• Reading text:
+===+

Can Magento really handle over 500,000 products? If yes, how?
When choosing an ecommerce platform for a large product catalog, merchants naturally want to be sure whether Magento is the right choice for them, so the question arises: How many products can Magento actually manage? It is hard to give a general answer but it is definitely possible to provide some practical guidelines.
In an effort to give some useful hints, let us try to find an answer to some more precise questions:
- How many products the different versions of Magento can manage easily by default, hosted on an average server, with and without extra optimizations?
- What makes the difference between Magento versions in terms of catalog performance?
- What are the main bottlenecks for a big catalog in Magento, and how can Magento be scaled to handle even more products?
- What are the common mistakes that one can make when handling a huge Magento catalog?
How many products the different versions of Magento can manage easily by default, hosted on an average server, with and without extra scaling?
- Magento CE 1.9.x safely manages ~10,000 – 25,000 products in most cases, without much extra care*. On the other hand it can manage 100,000 – 200,000 products, or even more via heavy, system wide scaling, resource tuning and code optimization.
- Magento EE 13.x. 14.x safely manages ~100,000 – 200,000 products in most cases, without much extra care*, and even 400,000 – 500,000 or even more with proper scaling, optimization and server resources.
- Magento 2 CE safely manages ~ 100,000 – 200,000 products in most cases, without much scaling and extra care, and even 400,000 – 500,000 or even more with proper scaling, optimization and server resources.
- Magento 2 EE is designed to be able to manage even more**, depending on some highly advanced enterprise features like database sharding, job queues, advanced mysql and web server topologies and proper resources.
All these are very rough numbers, of course, referring to a catalog with a few attributes, categories and simple products. The figures are based on Magento’s own performance tests and our own experiences. The figures may vary greatly by the server setup, software and resources, too.
What is also very important to note is that due to Magento’s database design, there are some especially massive aspects that act as multiplication factors to get to the real number of products Magento really works with in the background.
Some of most important elements that have a huge impact are:
- number of Magento shops/languages
- number of product attributes
- number of categories and depth of the category tree
- number of configurable/bundle products
- number of customer groups with different product prices
All this means that as far as catalog management is concerned, a Magento catalog with a few thousand products in a heavyweight catalog setup, for example ~20 languages, diverse attributes and category structure, mostly with configurable products and multiple customer price groups, may equal to a Magento catalog with 100,000+ simple products in a single store.

+===+

Point labels for objects
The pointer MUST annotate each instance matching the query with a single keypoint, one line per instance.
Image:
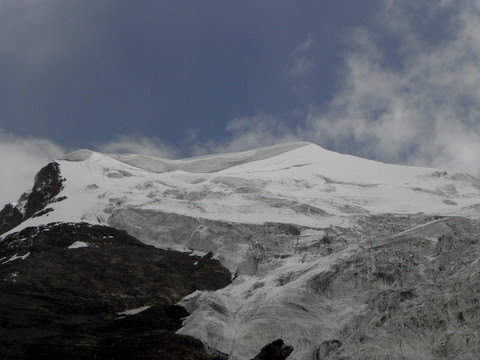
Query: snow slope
(270, 216)
(298, 183)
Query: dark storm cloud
(81, 72)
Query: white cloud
(300, 66)
(248, 133)
(419, 105)
(20, 159)
(425, 110)
(138, 145)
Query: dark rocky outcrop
(276, 350)
(64, 287)
(10, 216)
(48, 184)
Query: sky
(391, 80)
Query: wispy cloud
(424, 110)
(300, 67)
(138, 145)
(417, 104)
(21, 158)
(248, 133)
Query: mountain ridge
(322, 246)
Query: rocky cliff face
(334, 257)
(78, 291)
(47, 185)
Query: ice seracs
(323, 244)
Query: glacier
(338, 256)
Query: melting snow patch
(133, 311)
(78, 244)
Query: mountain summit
(337, 256)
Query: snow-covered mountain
(341, 257)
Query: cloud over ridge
(422, 109)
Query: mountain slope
(332, 253)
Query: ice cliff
(338, 256)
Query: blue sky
(391, 80)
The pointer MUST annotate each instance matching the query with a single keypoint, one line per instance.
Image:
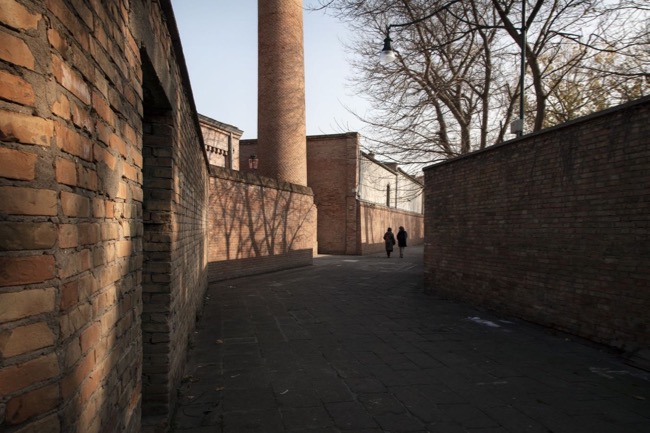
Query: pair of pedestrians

+===+

• To be done:
**A.** Transcribe the part of the text on Magento catalog capacity that opens with the words containing "- What makes" and closes with "huge Magento catalog?".
**B.** Find each line in the records that contains the string "dark", and copy every one of those lines.

• Worked solutions:
**A.**
- What makes the difference between Magento versions in terms of catalog performance?
- What are the main bottlenecks for a big catalog in Magento, and how can Magento be scaled to handle even more products?
- What are the common mistakes that one can make when handling a huge Magento catalog?

**B.**
Query: dark storm cloud
Query: dark rocky outcrop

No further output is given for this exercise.